» **What you are asked to do**:
Word for word, the data below must be repeated in full; no picture is to be included.

Supplied data Block Start

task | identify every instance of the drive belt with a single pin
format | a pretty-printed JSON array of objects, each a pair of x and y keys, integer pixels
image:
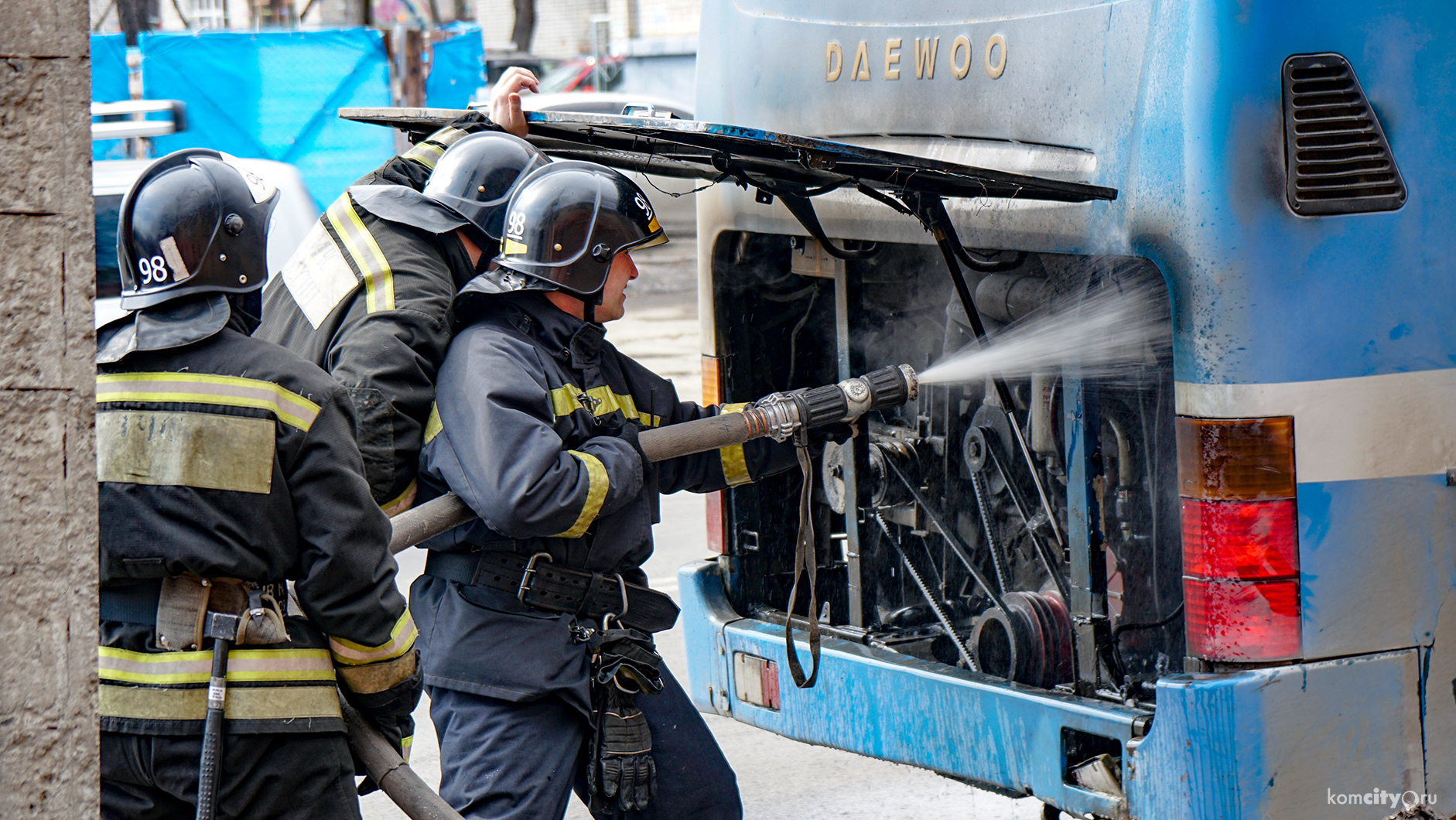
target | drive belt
[{"x": 542, "y": 584}]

Supplied data Block End

» **Answer to this exercise**:
task | identify every instance of the drive belt with a single pin
format | a pretty-printed JSON array of objects, each a pair of x and y keys, integer pixels
image:
target | drive belt
[{"x": 542, "y": 584}]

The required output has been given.